## The problem
Render every item below as a JSON list of strings with one string per line. Skip blank lines and leave out the pictures.

[Source records]
▬▬▬▬▬▬
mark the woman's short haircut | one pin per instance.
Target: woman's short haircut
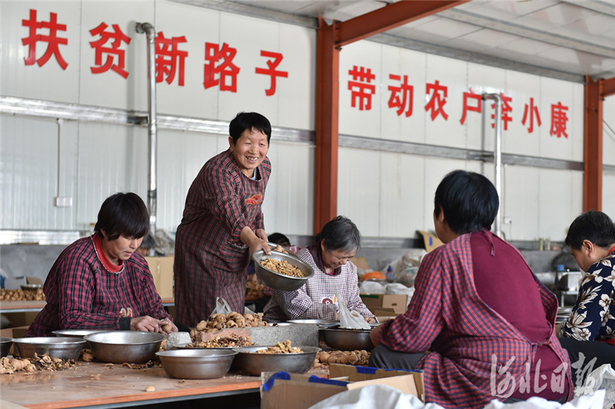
(249, 120)
(594, 226)
(469, 200)
(340, 234)
(123, 214)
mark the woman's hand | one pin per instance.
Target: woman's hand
(150, 324)
(255, 240)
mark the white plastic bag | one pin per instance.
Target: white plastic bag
(371, 287)
(602, 377)
(350, 319)
(222, 307)
(398, 288)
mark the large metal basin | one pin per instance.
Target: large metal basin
(58, 347)
(197, 363)
(252, 363)
(125, 346)
(279, 281)
(347, 339)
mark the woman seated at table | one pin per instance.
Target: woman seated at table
(100, 282)
(590, 329)
(334, 273)
(478, 309)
▬▬▬▬▬▬
## Task output
[
  "mark the woman's short haircut | one pin per instance.",
  "Target: woman's short haircut",
  "(249, 120)",
  "(594, 226)",
  "(469, 200)",
  "(340, 234)",
  "(123, 214)",
  "mark the woman's hand | one pin per instance.",
  "Target: woman's hand",
  "(150, 324)",
  "(255, 240)",
  "mark the white plastic bag | one pin per instance.",
  "Target: white plastic bag",
  "(371, 287)",
  "(602, 377)",
  "(350, 319)",
  "(222, 307)",
  "(398, 288)",
  "mark the large metal basin | one pin per instance.",
  "Target: large metal basin",
  "(58, 347)",
  "(197, 363)",
  "(252, 363)",
  "(125, 346)",
  "(279, 281)",
  "(347, 339)",
  "mark the woman seated at table | one pin per instance.",
  "Target: woman seated at table",
  "(100, 282)",
  "(590, 329)",
  "(334, 273)",
  "(478, 309)"
]